====== TEXTO PARA LEER ======

Durante la guerra fría, debido a la cercanía con la URSS, Finlandia estaba obligada a una línea de estricta neutralidad, incluso supeditando implícitamente su propia política interior. Era la finlandización, que se usará normalmente entre los conceptos ligados a la guerra fría a partir de los años Cincuenta y Sesenta. Como regla se entendía en el sentido negativo de pérdida o renuncia a la autonomía política respecto a Moscú, pero a veces fue utilizada como hipótesis intrusiva de reajuste político para forzar a la URSS en Europa del Este. En las polémicas ideológicas de esos años, para Washington toda Europa occidental habría corrido el riesgo de finlandización, si se hubiese dejado extraviar por las sirenas del desarme y de una negociación separada con Rusia. Pero también, según la retórica activista del secretario de Estado John Foster Dulles, el «modelo Finlandia» podía imponerse a Polonia, Hungría, o Checoslovaquia, si se hubiese perseguido el «rollback», una política ofensiva que obligase a la URSS a aflojar el yugo en Europa oriental.
Como es evidente, la cuestión tiene su origen en el reparto de Europa que siguió a la Segunda guerra mundial imperialista. Henry Kissinger, en Diplomacy, simpatiza por la línea intentada en aquel entonces por el primer ministro británico Winston Churchill, partidario de una negociación realista con la Rusia de Stalin sobre el orden de Europa antes o inmediatamente después del fin de la guerra. Según Kissinger, una negociación sin prejuicios podía suponerse en 1941 o en 1942, escatimando las ayudas a una URSS «al borde de la catástrofe» frente a la ofensiva alemana. Habría sido casi imposible rechazar la vuelta sustancial a las fronteras de 1941, las pactadas por Stalin con Alemania nazista a costa de Polonia, en ese momento, sin embargo, era posible imponer modificaciones limitadas, incluyendo una «forma de independencia para los Estados del Báltico».

====== DATOS REGISTRADOS ======

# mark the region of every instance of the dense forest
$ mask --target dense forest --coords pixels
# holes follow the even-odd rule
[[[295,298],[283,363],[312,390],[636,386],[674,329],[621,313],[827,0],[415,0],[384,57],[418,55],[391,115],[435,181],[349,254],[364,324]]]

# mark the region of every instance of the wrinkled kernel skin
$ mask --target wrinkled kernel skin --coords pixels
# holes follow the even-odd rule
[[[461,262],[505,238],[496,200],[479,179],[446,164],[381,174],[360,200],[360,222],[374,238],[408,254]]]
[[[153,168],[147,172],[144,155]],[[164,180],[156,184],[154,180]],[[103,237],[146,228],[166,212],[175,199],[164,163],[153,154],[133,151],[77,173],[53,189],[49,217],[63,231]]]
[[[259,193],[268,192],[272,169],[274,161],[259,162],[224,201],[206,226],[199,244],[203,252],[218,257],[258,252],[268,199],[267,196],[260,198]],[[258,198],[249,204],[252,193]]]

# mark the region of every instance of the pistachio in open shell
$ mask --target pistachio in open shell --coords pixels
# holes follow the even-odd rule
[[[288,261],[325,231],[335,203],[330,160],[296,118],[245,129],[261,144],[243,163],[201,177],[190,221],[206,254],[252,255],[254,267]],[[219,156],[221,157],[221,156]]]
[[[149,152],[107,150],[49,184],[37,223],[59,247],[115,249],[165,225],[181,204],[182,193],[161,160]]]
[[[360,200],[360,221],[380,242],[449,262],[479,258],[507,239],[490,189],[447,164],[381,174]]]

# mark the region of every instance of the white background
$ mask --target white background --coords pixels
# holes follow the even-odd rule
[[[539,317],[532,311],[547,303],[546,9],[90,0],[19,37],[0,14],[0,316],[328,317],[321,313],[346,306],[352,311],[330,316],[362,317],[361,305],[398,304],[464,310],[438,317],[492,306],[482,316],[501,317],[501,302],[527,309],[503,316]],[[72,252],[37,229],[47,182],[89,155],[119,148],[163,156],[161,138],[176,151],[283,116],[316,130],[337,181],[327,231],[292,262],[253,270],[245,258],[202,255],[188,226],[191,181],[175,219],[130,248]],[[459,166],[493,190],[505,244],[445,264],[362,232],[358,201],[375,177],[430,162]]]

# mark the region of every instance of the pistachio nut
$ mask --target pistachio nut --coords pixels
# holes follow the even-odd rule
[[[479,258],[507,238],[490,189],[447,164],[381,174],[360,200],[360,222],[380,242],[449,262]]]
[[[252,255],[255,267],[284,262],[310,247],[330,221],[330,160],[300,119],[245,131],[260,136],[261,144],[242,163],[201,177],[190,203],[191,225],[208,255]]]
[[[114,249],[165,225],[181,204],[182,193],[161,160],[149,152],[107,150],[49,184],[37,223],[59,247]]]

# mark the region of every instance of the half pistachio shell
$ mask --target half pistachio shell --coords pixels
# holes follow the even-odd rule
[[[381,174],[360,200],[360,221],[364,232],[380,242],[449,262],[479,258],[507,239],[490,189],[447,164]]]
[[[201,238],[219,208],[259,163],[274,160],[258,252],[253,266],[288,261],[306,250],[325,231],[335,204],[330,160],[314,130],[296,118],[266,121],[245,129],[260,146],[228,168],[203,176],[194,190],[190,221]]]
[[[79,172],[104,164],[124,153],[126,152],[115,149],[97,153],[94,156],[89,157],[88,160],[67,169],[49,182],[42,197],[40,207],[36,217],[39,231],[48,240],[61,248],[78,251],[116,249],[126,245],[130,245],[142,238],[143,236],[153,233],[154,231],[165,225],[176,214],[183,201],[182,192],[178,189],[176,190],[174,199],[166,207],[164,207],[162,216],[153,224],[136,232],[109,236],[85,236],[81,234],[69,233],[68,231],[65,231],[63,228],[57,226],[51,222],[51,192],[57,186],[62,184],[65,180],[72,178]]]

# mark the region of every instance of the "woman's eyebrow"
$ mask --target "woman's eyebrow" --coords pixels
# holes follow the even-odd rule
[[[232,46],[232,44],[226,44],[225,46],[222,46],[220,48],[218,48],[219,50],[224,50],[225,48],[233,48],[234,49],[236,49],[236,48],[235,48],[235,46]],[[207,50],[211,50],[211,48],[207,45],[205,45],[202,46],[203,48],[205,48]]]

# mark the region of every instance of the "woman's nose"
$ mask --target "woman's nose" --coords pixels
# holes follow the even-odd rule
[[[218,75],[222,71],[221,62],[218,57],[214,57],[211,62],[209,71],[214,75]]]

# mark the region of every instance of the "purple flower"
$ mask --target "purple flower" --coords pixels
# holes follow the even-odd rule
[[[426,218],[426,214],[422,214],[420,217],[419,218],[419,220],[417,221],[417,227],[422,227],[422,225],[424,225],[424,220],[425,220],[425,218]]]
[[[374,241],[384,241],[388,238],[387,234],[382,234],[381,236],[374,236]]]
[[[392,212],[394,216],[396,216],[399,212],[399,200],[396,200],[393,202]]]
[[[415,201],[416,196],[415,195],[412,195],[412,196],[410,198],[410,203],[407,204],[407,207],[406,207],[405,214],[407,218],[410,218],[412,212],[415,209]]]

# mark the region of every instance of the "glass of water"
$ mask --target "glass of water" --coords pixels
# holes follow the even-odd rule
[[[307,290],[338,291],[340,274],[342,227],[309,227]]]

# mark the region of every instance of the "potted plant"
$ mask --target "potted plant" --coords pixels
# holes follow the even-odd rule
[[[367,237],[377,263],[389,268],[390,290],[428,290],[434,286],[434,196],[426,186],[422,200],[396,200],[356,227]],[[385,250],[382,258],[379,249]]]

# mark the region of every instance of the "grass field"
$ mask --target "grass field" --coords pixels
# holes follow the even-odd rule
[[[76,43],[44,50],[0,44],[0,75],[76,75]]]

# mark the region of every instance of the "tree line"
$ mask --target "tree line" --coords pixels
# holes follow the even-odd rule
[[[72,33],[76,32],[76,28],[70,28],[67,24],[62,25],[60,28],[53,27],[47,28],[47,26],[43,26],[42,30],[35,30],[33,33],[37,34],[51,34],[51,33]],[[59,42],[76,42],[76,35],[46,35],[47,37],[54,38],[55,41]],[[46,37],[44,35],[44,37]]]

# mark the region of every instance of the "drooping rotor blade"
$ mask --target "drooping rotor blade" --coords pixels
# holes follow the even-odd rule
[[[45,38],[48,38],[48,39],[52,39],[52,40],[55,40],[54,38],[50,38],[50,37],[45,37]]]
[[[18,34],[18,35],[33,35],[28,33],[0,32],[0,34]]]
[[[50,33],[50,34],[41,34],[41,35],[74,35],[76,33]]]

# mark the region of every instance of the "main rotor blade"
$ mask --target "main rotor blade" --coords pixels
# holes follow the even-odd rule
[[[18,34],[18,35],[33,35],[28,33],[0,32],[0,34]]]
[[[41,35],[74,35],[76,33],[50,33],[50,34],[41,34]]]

======

En el texto sobre la finlandización, ¿cómo se llama la política ofensiva que, según la retórica de John Foster Dulles, obligaría a la URSS a aflojar el yugo en Europa oriental?

El «rollback».